[Collected data entries]
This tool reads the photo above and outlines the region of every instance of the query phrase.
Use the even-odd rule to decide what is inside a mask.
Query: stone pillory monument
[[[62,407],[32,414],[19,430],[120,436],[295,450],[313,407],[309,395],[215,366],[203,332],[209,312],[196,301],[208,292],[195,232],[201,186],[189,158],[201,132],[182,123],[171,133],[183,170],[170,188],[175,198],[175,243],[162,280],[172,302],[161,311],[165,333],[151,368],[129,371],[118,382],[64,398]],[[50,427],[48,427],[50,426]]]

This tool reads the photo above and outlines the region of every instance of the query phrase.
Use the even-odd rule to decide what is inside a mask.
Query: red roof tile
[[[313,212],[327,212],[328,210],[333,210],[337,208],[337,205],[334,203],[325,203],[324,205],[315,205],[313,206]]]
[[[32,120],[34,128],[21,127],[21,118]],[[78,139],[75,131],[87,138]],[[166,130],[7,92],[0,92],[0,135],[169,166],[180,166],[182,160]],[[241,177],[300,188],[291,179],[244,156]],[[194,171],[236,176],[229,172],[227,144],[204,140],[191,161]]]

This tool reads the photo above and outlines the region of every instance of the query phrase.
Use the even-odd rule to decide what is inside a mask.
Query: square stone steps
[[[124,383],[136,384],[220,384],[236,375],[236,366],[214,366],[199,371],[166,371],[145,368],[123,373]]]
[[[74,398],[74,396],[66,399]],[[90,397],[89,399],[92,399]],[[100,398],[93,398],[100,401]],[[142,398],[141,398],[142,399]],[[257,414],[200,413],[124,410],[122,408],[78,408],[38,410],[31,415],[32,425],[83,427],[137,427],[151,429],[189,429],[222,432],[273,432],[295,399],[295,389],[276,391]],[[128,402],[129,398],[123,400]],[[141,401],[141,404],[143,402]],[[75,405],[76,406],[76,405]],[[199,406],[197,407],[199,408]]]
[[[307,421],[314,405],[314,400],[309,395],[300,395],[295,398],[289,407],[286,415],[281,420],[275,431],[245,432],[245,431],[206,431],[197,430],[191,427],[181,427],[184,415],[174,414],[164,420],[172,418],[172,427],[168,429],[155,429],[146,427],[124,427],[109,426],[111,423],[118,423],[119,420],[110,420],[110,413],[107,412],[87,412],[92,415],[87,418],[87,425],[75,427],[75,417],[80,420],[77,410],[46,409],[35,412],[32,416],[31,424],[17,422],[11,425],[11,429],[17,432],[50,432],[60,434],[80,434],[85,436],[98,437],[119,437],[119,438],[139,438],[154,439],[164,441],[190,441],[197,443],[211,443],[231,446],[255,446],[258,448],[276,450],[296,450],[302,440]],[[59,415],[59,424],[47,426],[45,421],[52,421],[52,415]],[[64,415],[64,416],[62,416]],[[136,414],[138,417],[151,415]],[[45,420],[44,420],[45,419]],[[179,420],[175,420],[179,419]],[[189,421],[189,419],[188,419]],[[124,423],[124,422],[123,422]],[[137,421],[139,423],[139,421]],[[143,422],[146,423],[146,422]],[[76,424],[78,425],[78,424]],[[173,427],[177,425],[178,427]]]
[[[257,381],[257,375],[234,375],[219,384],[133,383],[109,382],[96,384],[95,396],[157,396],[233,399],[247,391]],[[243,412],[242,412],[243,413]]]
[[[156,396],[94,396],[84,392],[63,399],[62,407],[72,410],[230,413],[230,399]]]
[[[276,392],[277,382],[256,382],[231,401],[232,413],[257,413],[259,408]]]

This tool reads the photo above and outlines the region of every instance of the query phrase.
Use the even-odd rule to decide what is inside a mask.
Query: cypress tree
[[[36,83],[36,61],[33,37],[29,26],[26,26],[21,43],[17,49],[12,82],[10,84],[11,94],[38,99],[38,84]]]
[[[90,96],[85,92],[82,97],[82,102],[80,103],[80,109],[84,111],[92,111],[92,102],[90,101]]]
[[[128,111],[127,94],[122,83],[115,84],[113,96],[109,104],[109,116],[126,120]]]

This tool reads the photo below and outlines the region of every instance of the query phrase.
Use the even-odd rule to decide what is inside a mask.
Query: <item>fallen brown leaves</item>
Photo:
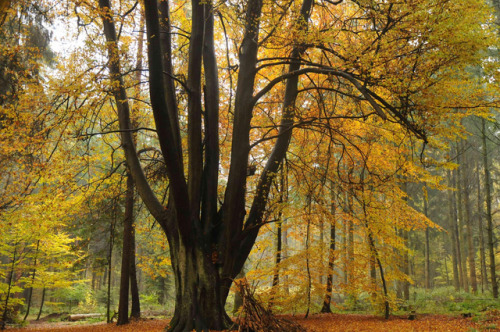
[[[385,320],[370,315],[348,315],[348,314],[319,314],[304,319],[303,316],[283,316],[283,318],[295,321],[310,332],[349,332],[349,331],[383,331],[383,332],[409,332],[409,331],[500,331],[500,313],[492,312],[485,320],[463,318],[461,316],[446,315],[417,315],[416,320],[408,320],[406,317],[391,317]],[[124,326],[115,324],[93,324],[93,325],[61,325],[41,324],[32,325],[23,329],[11,329],[9,331],[40,331],[40,332],[153,332],[164,331],[168,325],[167,320],[141,320]]]
[[[500,323],[498,317],[497,323]],[[463,318],[446,315],[417,315],[415,320],[408,320],[407,317],[391,317],[385,320],[381,317],[370,315],[347,315],[347,314],[320,314],[309,317],[308,319],[296,319],[308,331],[314,332],[348,332],[348,331],[440,331],[440,332],[458,332],[482,330],[480,323],[474,322],[471,318]],[[493,327],[493,324],[489,324]],[[500,325],[497,329],[488,329],[488,331],[500,331]]]
[[[87,324],[87,325],[69,325],[67,322],[47,323],[47,324],[32,324],[29,327],[22,329],[9,329],[9,332],[14,331],[40,331],[40,332],[153,332],[164,331],[168,325],[168,320],[145,319],[130,322],[130,324],[116,326],[116,324]]]

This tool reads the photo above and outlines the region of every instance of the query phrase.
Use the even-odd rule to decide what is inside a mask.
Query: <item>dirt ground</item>
[[[348,331],[439,331],[439,332],[473,332],[473,331],[500,331],[500,312],[492,312],[482,317],[463,318],[461,316],[447,315],[420,315],[415,320],[407,317],[391,317],[389,320],[371,315],[351,314],[320,314],[312,315],[308,319],[303,316],[284,316],[296,321],[311,332],[348,332]],[[152,332],[163,331],[168,325],[168,320],[145,319],[132,322],[125,326],[115,324],[87,324],[78,325],[70,322],[30,324],[21,329],[8,329],[8,331],[56,331],[56,332]],[[285,332],[285,331],[284,331]]]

Task statement:
Quote the entries above word for word. Leave the images out.

Answer section:
This tool reads the photo above and outlines the region of every instance of the query phrase.
Use the even-odd rule to decide what is inside a mask.
Query: stone pillory monument
[[[62,407],[32,414],[19,430],[120,436],[295,450],[313,407],[309,395],[215,366],[203,332],[209,312],[196,301],[208,292],[195,232],[201,186],[189,158],[201,132],[182,123],[171,133],[183,170],[170,188],[175,198],[175,243],[162,280],[172,302],[161,311],[165,333],[151,368],[129,371],[118,382],[64,398]],[[50,427],[48,427],[50,426]]]

This tool reads the photo above and outlines the region of every instance of the query phrase.
Use the even-odd rule to decide what is inside a mask.
Query: red roof tile
[[[313,212],[327,212],[328,210],[333,210],[337,208],[337,205],[334,203],[325,203],[324,205],[315,205],[313,206]]]
[[[32,120],[34,128],[21,127],[21,118]],[[78,139],[75,131],[87,138]],[[166,130],[7,92],[0,92],[0,135],[169,166],[180,166],[182,160]],[[241,177],[300,188],[291,179],[244,156]],[[194,171],[236,176],[229,172],[227,144],[204,140],[191,161]]]

This tool reads the photo above and outlines the region of every instance of the query phrase.
Use the even-odd rule to decide what is inside a mask.
Query: square stone steps
[[[124,383],[136,384],[220,384],[236,375],[236,366],[214,366],[199,371],[166,371],[145,368],[123,373]]]
[[[74,398],[74,396],[66,399]],[[90,397],[89,399],[92,399]],[[100,398],[93,398],[100,401]],[[142,398],[141,398],[142,399]],[[257,414],[200,413],[124,410],[122,408],[78,408],[38,410],[31,415],[32,425],[83,427],[137,427],[151,429],[189,429],[222,432],[273,432],[295,399],[295,389],[276,391]],[[128,402],[129,398],[123,400]],[[141,401],[141,404],[143,402]],[[75,405],[76,406],[76,405]],[[199,406],[197,407],[199,408]]]
[[[307,421],[314,405],[314,400],[309,395],[300,395],[295,398],[289,407],[286,415],[281,420],[275,431],[245,432],[245,431],[206,431],[197,430],[191,427],[181,427],[184,415],[174,414],[164,420],[172,418],[172,427],[168,429],[155,429],[146,427],[124,427],[109,426],[111,423],[118,423],[119,420],[110,420],[110,413],[107,412],[87,412],[92,415],[87,418],[87,425],[75,427],[75,417],[80,420],[77,410],[46,409],[35,412],[32,416],[31,424],[17,422],[11,425],[11,429],[17,432],[50,432],[60,434],[80,434],[85,436],[98,437],[119,437],[119,438],[139,438],[154,439],[164,441],[190,441],[197,443],[211,443],[231,446],[255,446],[258,448],[276,450],[296,450],[302,440]],[[59,415],[59,424],[47,426],[45,421],[52,421],[52,415]],[[64,415],[64,416],[62,416]],[[136,414],[138,417],[151,415]],[[45,420],[44,420],[45,419]],[[179,420],[175,420],[179,419]],[[189,421],[189,419],[188,419]],[[124,423],[124,422],[123,422]],[[137,421],[139,423],[139,421]],[[143,422],[146,423],[146,422]],[[76,424],[78,425],[78,424]],[[173,427],[177,425],[178,427]]]
[[[257,381],[257,375],[234,375],[219,384],[133,383],[109,382],[96,384],[95,396],[157,396],[233,399],[247,391]],[[243,412],[242,412],[243,413]]]
[[[156,396],[94,396],[84,392],[63,399],[62,407],[72,410],[230,413],[230,399]]]
[[[276,392],[277,382],[256,382],[231,401],[232,413],[257,413],[259,408]]]

This tool reads the photo above and outlines the region of every instance of the query phrase.
Use the even-odd rule to decide what is inside a mask.
Query: cypress tree
[[[36,83],[36,61],[33,37],[29,26],[26,26],[21,43],[17,49],[12,82],[10,84],[11,94],[38,99],[38,84]]]
[[[90,96],[85,92],[82,97],[82,102],[80,103],[80,109],[84,111],[92,111],[92,102],[90,101]]]
[[[128,111],[127,94],[122,83],[115,84],[113,96],[109,104],[109,116],[126,120]]]

This tool reads the photo below and outlines the region of every instance of the query phrase.
Use the even-odd rule to decide what is inside a mask.
Query: <item>fallen brown leaves</item>
Photo:
[[[385,320],[370,315],[348,315],[348,314],[319,314],[304,319],[303,316],[283,316],[283,318],[295,321],[310,332],[349,332],[349,331],[383,331],[383,332],[409,332],[409,331],[500,331],[500,313],[492,312],[485,320],[463,318],[461,316],[446,315],[417,315],[416,320],[408,320],[406,317],[391,317]],[[124,326],[115,324],[93,324],[93,325],[61,325],[41,324],[32,325],[23,329],[11,329],[9,331],[40,331],[40,332],[153,332],[164,331],[168,325],[167,320],[141,320]]]
[[[500,323],[498,317],[497,323]],[[463,318],[446,315],[417,315],[415,320],[408,320],[407,317],[391,317],[385,320],[381,317],[370,315],[347,315],[347,314],[320,314],[309,317],[308,319],[296,319],[308,331],[314,332],[348,332],[348,331],[440,331],[440,332],[458,332],[482,330],[480,323],[474,322],[471,318]],[[493,327],[493,324],[489,324]],[[500,325],[497,329],[488,329],[488,331],[500,331]]]
[[[87,324],[87,325],[69,325],[67,322],[47,323],[47,324],[32,324],[29,327],[22,329],[9,329],[9,332],[14,331],[40,331],[40,332],[153,332],[164,331],[168,325],[168,320],[145,319],[130,322],[130,324],[116,326],[116,324]]]

This tool reads the photo above and outlines the region of every instance of the query phrase.
Use the even-odd rule to decide what is inside a mask.
Query: <item>dirt ground</item>
[[[348,331],[439,331],[439,332],[473,332],[473,331],[500,331],[500,312],[492,312],[482,317],[463,318],[461,316],[447,315],[420,315],[415,320],[407,317],[391,317],[389,320],[371,315],[351,314],[320,314],[312,315],[308,319],[303,316],[284,316],[296,321],[311,332],[348,332]],[[152,332],[163,331],[168,325],[168,320],[145,319],[132,322],[125,326],[115,324],[87,324],[78,325],[70,322],[30,324],[21,329],[8,329],[8,331],[56,331],[56,332]],[[285,332],[285,331],[284,331]]]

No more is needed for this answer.